◆ **GIVEN ENTRIES**

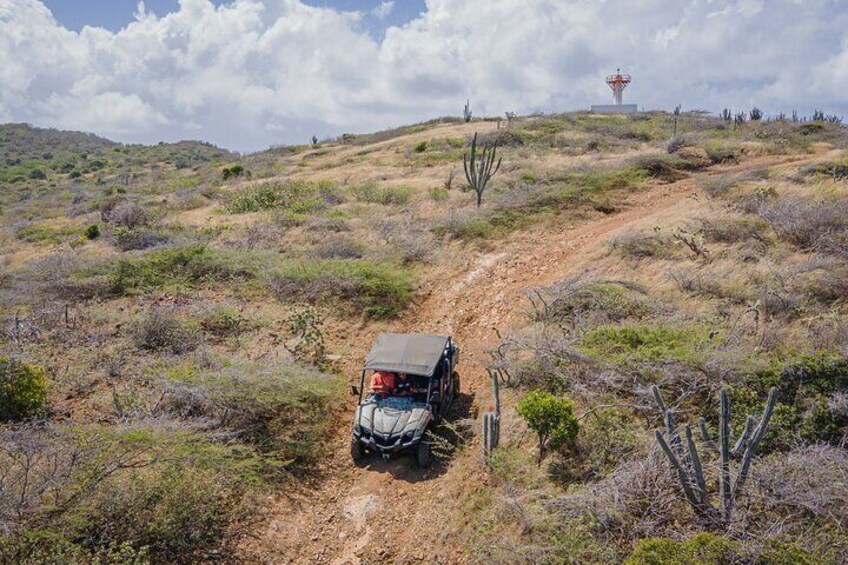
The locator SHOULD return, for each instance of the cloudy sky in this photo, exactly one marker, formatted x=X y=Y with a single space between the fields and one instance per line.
x=247 y=74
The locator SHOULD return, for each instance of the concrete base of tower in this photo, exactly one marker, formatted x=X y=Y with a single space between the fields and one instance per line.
x=615 y=109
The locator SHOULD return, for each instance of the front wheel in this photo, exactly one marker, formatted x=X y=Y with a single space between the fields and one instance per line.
x=357 y=453
x=422 y=454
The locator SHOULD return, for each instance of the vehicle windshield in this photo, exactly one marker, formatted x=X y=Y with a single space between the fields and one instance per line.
x=396 y=390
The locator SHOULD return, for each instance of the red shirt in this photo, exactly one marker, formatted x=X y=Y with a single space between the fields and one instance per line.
x=383 y=383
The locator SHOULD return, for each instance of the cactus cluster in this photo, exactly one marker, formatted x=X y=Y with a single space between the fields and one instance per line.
x=492 y=420
x=466 y=112
x=687 y=462
x=478 y=169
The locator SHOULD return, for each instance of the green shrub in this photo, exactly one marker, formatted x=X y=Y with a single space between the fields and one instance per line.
x=279 y=408
x=644 y=246
x=232 y=172
x=712 y=549
x=162 y=331
x=439 y=194
x=223 y=322
x=382 y=289
x=551 y=417
x=811 y=392
x=373 y=194
x=293 y=196
x=643 y=342
x=177 y=266
x=23 y=389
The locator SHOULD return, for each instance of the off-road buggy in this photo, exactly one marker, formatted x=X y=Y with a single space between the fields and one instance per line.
x=387 y=424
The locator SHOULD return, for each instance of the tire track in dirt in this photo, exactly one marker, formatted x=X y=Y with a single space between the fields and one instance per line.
x=389 y=511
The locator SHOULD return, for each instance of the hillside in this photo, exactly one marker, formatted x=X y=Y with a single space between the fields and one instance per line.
x=184 y=323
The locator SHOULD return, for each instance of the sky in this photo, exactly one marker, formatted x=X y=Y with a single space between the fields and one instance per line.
x=249 y=74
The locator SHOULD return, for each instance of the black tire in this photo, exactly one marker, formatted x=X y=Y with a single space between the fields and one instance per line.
x=422 y=454
x=357 y=452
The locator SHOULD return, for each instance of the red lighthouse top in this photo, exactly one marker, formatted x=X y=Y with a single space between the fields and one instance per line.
x=618 y=80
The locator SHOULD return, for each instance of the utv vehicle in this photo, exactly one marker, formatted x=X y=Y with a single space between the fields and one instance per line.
x=388 y=424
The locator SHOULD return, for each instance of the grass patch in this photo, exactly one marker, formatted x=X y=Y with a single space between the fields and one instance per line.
x=298 y=197
x=535 y=201
x=372 y=193
x=178 y=267
x=379 y=289
x=643 y=342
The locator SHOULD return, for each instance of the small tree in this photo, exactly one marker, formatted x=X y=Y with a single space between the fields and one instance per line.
x=478 y=170
x=551 y=417
x=23 y=389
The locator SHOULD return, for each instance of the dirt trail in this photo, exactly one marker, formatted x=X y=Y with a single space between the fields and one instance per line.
x=390 y=512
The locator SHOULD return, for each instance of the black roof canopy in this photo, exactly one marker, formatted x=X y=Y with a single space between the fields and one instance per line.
x=415 y=354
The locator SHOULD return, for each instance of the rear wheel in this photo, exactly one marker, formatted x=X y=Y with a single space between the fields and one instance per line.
x=357 y=452
x=422 y=454
x=454 y=386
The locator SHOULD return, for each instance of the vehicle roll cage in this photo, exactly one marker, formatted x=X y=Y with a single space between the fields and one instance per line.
x=443 y=364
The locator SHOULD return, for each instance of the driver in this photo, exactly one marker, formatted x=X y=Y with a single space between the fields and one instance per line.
x=383 y=384
x=404 y=385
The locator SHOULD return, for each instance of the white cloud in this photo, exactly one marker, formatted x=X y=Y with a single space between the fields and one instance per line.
x=383 y=10
x=258 y=72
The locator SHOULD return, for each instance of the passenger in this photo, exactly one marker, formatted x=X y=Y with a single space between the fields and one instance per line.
x=404 y=385
x=383 y=384
x=419 y=389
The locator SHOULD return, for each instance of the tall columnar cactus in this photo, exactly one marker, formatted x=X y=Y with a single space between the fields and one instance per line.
x=687 y=462
x=492 y=419
x=478 y=169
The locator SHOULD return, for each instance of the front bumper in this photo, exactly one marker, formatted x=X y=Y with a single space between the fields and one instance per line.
x=386 y=444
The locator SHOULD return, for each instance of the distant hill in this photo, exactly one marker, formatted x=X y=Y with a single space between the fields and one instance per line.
x=28 y=152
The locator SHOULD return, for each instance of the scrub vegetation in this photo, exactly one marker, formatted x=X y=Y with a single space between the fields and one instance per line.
x=179 y=323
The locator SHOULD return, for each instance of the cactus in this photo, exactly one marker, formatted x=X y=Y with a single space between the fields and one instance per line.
x=687 y=463
x=478 y=171
x=492 y=419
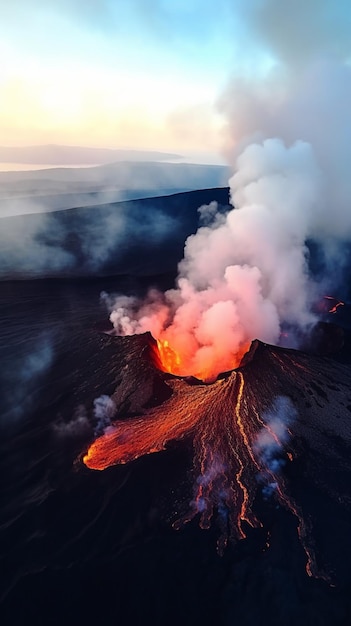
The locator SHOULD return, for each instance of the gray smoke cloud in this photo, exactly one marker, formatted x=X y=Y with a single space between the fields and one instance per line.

◆ **WHAT THE EXERCISE ASKS**
The listing above must be retyped word for word, without the pictures.

◆ **COMPLETED EXERCISE**
The locator SHOULD return, for each instance of the cloudy sky in this photo, exactly one marker, formatted x=X y=Y with a single space between the fields and one instance per line.
x=247 y=74
The locator SHOULD return, for each instance of the concrete base of tower in this photo, exactly one marker, formatted x=X y=Y with a single space between the fields and one instance per line.
x=615 y=109
The locator SHOULD return, for each instance of the front wheel in this photo, exactly one marker, formatted x=X y=Y with a single space between the fields and one instance per line.
x=357 y=453
x=422 y=454
The locator SHOULD return, for each instance of the vehicle windshield in this photo, exactly one marker, formatted x=X y=Y with a single space between the fields and one instance per line.
x=396 y=390
The locator SHOULD return, for each instance of the red shirt in this photo, exactly one marker, formatted x=X y=Y with a single space between the fields and one instance per line.
x=383 y=383
The locator SHOULD return, for each instance of the cactus cluster in this photo, exactly one marker, formatted x=X y=Y with a single space between the fields and one instance per line.
x=492 y=420
x=466 y=112
x=687 y=462
x=478 y=169
The locator SHOULD return, for each instance of the green shrub in this photo, exactly one marker, formatted x=X y=Y with a single space between the fields and one instance per line.
x=279 y=408
x=644 y=246
x=232 y=172
x=712 y=549
x=162 y=331
x=439 y=194
x=223 y=322
x=382 y=289
x=551 y=417
x=811 y=392
x=373 y=194
x=293 y=196
x=643 y=342
x=177 y=266
x=23 y=389
The locator SHOULD return, for each instance of the off-road buggy in this photo, exactly one marker, formatted x=X y=Y with a single space between the fields and one instance per line.
x=387 y=424
The locator SHOULD return, for each instance of the tire track in dirt in this photo, exactly one marker, formatted x=X y=Y with a single space between the fields and one instance per line.
x=389 y=511
The locator SHOULD return, for each instance of the hillside in this photo, exactly one marker, formatted x=X y=Y with a single space between the fields and one instance per line.
x=184 y=323
The locator SHOULD return, for each instance of the sky in this photo, exactly one marker, formatted x=X y=Y with a single space between the fields and one instance per line.
x=249 y=74
The locator SHOULD return, for each instance of the black tire in this photo, exactly one marker, formatted x=X y=Y with a single space between the fields and one instance per line.
x=422 y=454
x=357 y=452
The locator SHOULD return, for each instance of the red lighthouse top in this photo, exactly one marker, formatted x=X y=Y with a single space between the fields and one instance per line.
x=618 y=80
The locator SHOULD return, for each instance of the utv vehicle in this photo, exactly one marker, formatted x=X y=Y with a single space between the fields and one instance per line.
x=388 y=424
The locator SHOULD return, for each instance of the grass patch in this photo, exactly one marker, formatted x=X y=Y with a single space between the fields and one instance per line.
x=298 y=197
x=535 y=201
x=372 y=193
x=178 y=267
x=379 y=289
x=643 y=342
The locator SHOULD return, for each instance of the small tree in this photo, exactly one marker, formatted x=X y=Y with a single space between the fields and one instance per line.
x=478 y=170
x=551 y=417
x=23 y=389
The locator SHOULD return, for each instance of the dirt trail in this photo, exactly one marker, formatted x=X y=Y with a single space between the fields and one instance per line.
x=390 y=512
The locator SHOULD return, for each instance of the black roof canopy in this photo, exactly one marker, formatted x=X y=Y with a single space between the fields and one instance per line.
x=415 y=354
The locator SHOULD return, for each instance of the rear wheel in this photo, exactly one marker, formatted x=X y=Y with a single space between the fields and one instance per line.
x=357 y=452
x=422 y=454
x=454 y=386
The locator SHOULD return, for each instance of the vehicle roll cage in this photo, exactly one marker, formatted x=X y=Y with a single space between the fields and one instance per line.
x=443 y=364
The locator SHOULD return, for each instance of the driver in this photo, exactly one marker, formatted x=X y=Y with a single space between the fields and one instance per line.
x=383 y=384
x=404 y=385
The locator SHOULD return, for each instance of the white cloud in this photo, exactly one marker, formatted x=X y=Y with a single space between the fields and one instance per line.
x=383 y=10
x=258 y=72
The locator SHOULD return, for each instance of the passenger in this photo, exactly one marker, formatted x=X y=Y with a single space between the fields and one instance per line.
x=404 y=385
x=383 y=384
x=419 y=389
The locator SHOULD return, for each instance of the tall columnar cactus in this photo, exactly one marker, formatted x=X y=Y with a single space between the fields and one instance per line.
x=687 y=462
x=492 y=419
x=478 y=169
The locator SHOULD return, for each instance of the front bumper in this photo, exactly one marker, formatted x=X y=Y with a single space between the fields and one instance per line.
x=386 y=444
The locator SHOULD return, for each instance of the distant hill in this photo, exactly one marker, formatted x=X y=Y with a single space between the fields and one instance per line.
x=28 y=152
The locator SHOULD return, for each instance of the scrub vegetation in this photo, exactly one marker, formatted x=X y=Y with a single space between the fields and one instance per line.
x=179 y=323
The locator SHOULD return, for each instance of the cactus in this photo, exactly one marker, formatted x=X y=Y with a single space between the fields and one instance per line.
x=687 y=463
x=478 y=171
x=492 y=419
The locator SHOULD return, for each instance of the gray smoke cloud in this photo, exactly one marker, formatted x=X y=Y with a single space between the fields and one instance per line.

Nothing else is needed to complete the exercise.